* Work required
Please reproduce the data below line for line, with no changes.

- - - - -

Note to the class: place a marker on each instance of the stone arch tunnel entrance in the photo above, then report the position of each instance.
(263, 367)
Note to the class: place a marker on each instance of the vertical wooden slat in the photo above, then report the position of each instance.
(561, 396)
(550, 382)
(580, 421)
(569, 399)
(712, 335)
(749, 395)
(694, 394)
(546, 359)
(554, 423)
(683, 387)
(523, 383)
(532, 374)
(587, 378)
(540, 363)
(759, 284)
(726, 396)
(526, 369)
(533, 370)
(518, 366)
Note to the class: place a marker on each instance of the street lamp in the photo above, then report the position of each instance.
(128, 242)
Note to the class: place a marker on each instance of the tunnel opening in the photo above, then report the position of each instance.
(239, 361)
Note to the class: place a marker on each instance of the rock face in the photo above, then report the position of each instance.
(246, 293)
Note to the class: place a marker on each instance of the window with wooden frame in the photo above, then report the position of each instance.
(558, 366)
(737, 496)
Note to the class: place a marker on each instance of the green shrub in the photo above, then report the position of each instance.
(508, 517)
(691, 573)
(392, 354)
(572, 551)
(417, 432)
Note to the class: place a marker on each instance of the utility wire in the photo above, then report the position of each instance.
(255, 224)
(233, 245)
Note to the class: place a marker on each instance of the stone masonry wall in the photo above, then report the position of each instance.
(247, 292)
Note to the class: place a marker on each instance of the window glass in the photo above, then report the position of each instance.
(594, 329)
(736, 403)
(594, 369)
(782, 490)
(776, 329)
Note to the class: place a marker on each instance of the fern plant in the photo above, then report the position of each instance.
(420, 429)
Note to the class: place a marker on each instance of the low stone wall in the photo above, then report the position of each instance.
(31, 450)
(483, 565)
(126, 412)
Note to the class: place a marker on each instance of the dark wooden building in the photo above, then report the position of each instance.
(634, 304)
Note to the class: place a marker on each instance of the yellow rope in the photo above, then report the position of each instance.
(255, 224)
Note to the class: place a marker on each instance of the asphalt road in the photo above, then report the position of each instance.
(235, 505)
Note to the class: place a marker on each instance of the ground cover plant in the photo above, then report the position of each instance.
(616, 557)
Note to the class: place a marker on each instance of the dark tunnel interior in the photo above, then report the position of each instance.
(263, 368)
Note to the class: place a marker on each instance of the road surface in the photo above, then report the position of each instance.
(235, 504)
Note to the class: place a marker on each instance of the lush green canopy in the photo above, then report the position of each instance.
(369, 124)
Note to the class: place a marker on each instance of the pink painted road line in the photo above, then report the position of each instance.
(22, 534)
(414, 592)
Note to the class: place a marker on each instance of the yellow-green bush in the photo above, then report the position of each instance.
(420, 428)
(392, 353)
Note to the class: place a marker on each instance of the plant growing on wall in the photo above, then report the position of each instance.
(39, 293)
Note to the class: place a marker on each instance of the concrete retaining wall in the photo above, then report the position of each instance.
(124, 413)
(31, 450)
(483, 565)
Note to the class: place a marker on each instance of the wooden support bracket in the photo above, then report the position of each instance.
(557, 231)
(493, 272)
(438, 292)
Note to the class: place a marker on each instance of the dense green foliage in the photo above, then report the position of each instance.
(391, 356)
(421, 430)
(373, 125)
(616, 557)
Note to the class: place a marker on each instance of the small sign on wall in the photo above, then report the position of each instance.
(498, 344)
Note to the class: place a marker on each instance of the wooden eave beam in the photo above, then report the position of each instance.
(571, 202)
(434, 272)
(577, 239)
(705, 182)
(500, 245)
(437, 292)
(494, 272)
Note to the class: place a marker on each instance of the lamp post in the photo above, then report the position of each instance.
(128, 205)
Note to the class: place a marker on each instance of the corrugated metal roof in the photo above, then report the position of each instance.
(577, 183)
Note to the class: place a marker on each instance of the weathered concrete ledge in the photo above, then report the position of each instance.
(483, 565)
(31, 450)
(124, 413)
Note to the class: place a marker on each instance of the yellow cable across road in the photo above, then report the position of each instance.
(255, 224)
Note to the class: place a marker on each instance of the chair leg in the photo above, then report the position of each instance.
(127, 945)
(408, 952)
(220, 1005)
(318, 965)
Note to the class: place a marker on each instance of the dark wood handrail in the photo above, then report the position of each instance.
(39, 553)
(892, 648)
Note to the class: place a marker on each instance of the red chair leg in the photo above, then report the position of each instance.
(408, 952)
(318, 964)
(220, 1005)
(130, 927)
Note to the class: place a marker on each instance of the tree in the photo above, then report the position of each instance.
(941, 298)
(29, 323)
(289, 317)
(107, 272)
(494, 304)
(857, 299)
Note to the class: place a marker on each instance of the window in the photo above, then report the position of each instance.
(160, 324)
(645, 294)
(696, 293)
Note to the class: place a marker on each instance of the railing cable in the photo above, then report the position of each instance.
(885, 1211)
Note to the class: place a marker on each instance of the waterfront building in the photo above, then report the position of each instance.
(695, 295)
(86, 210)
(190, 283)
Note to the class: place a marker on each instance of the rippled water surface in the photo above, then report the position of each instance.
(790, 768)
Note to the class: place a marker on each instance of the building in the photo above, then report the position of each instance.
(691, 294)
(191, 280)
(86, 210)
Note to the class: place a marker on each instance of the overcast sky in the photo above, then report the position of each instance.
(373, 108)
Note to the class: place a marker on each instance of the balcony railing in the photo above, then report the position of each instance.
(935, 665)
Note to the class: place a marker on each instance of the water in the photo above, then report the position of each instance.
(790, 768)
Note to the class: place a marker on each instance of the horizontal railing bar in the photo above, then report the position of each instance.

- - - - -

* Solution to this exercise
Note to the class: place a marker on each instance of the stone arch tunnel entrance in the photo above, then report the position of each instance.
(263, 367)
Note to the class: place a marker on each instance of the vertical wooden slat in the photo above, then report the position of each instance.
(561, 396)
(550, 382)
(580, 421)
(569, 399)
(712, 335)
(749, 395)
(694, 394)
(546, 359)
(554, 423)
(683, 387)
(523, 383)
(532, 374)
(587, 378)
(540, 363)
(759, 284)
(726, 396)
(526, 369)
(533, 370)
(518, 366)
Note to the class: place a marker on each instance of the street lamp in the photo above, then report the position of each instance.
(128, 242)
Note to the class: place a marker on each instance of the tunnel opening in the photo above, then report the position of each instance.
(239, 361)
Note to the class: place a marker on each instance of the rock face in the photo above, then report the position of each instance.
(246, 293)
Note to the class: place a marker on each instance of the window with wooden frame in the photo above, then report the position of each instance.
(558, 366)
(737, 496)
Note to the class: place a marker on each instance of the green shrub in the photo above, then report the position of each instance.
(508, 517)
(691, 573)
(392, 354)
(572, 551)
(417, 432)
Note to the class: place a marker on each instance of the utility wire in the photo above, then report the position of each instance.
(255, 224)
(233, 245)
Note to the class: place a marker on each instance of the stone masonry wall in the photo above, then report the position of each instance.
(247, 292)
Note to the class: place a marker on each instance of the window glass in the photo above, then report the position of each instance.
(594, 329)
(736, 403)
(594, 369)
(782, 490)
(776, 329)
Note to the class: place a marker on each instance of the fern plant in the photo above, then report the position of each instance.
(420, 429)
Note to the class: place a marker on each instance of the low stone wall in the photo above, then report the position of each instance.
(31, 450)
(483, 565)
(126, 412)
Note to the class: place a marker on each instance of the dark wooden building in the photo above, then report the position of each instance.
(634, 304)
Note to the class: place a marker on each instance of the yellow rope in the photo above, then report the position of each instance.
(255, 224)
Note to the class: place a marker on each instance of the asphalt road in the photo above, then report the position of each instance.
(235, 505)
Note to the class: place a marker on each instance of the ground cover plant in the photo above, then report the position of each instance.
(616, 557)
Note to the class: place a marker on each instance of the dark tunnel interior in the photo above, then report the position of each instance.
(263, 368)
Note to the class: place a marker on each instance of the road surface in the photo above, then report the position of each instance.
(235, 504)
Note to the class: place a marker on each instance of the lush green canopy in the photo above, then report the position of each instance.
(369, 124)
Note to the class: place a marker on each instance of the pink painted road line in the photo above, then report the position of each instance.
(22, 534)
(414, 592)
Note to the class: place a marker on each instance of the yellow-green bush in the photo above, then report the position of each instance.
(420, 428)
(392, 353)
Note to the class: place a marker on each instance of the plant growing on wall in the photo above, then report the position of each instance.
(39, 293)
Note to the class: place a marker on each instance of the concrete retaining wall in the photo above, then report the position of each instance.
(124, 413)
(31, 450)
(483, 565)
Note to the class: place a marker on each instance of the wooden support bracket in the photo above, then report the position of each instance.
(557, 231)
(493, 272)
(438, 292)
Note to the class: place a marker on each instance of the dense green foliage in the photo above, then report the position of each instance.
(391, 356)
(421, 430)
(373, 125)
(616, 557)
Note to the class: place a marker on each instance of the small sign on wall in the photo above, then report the position of each instance.
(498, 344)
Note to the class: place a marker on each instance of the wooden eave beam in the photo above, then report the position of each instance.
(571, 202)
(434, 272)
(577, 239)
(705, 182)
(500, 245)
(437, 292)
(494, 272)
Note to the class: place a marker on each instance of the lamp post in the photo above, then report the position of each instance.
(128, 205)
Note to the class: place a marker on each instance of the corrugated metal roof in the photo above, then report the position of each instance.
(577, 183)
Note to the class: place a marker on each instance of the weathered concrete ledge in the photo above, then report the position of each instance.
(483, 565)
(31, 450)
(124, 413)
Note to the class: place a marker on each instance of the yellow cable across road in the photo above, then report the position of each instance.
(255, 224)
Note to the class: place a marker on each instance of the chair leg in the photo above, then report the position of each instance.
(127, 945)
(408, 952)
(220, 1005)
(318, 965)
Note to the class: place a marker on each instance of the dark wood handrail in the photo above, then report the position of each instance.
(39, 553)
(892, 648)
Note to the class: place a marker on each instance of the red chair leg in the photo above, then report the position of each instance.
(408, 952)
(318, 964)
(220, 1005)
(130, 927)
Note to the class: place a marker on each instance of the tree in the photo above, then report the position of each instance.
(941, 298)
(29, 323)
(289, 317)
(107, 272)
(494, 304)
(857, 299)
Note to the class: place a marker on each instance of the window in the photo above, then report the position of each instance.
(160, 324)
(645, 294)
(696, 293)
Note to the class: place a marker on each instance of the railing cable in the photo above, then report the position of each instance.
(885, 1211)
Note to the class: place a marker on each instance of the waterfront building in the photo above, then report the position of each instance.
(695, 295)
(86, 210)
(190, 283)
Note to the class: place a marker on each instance of the rippled water surface in the photo above, then report the position of each instance.
(790, 768)
Note to the class: place a marker on each instance of the building in the photo above, then report the position of each instance.
(691, 294)
(191, 280)
(86, 210)
Note to the class: place a marker on each instance of the overcast sky in the photo above, then report the position of each instance.
(373, 108)
Note to the class: place a marker on each instance of the balcony railing in the photo above, then report the position of each instance.
(935, 665)
Note to the class: place a marker on each instance of the water in the photo above, then report the position of each instance.
(790, 768)
Note to the class: place a marker on each instance of the horizontal railing bar in the photo above, then report the position of each instance.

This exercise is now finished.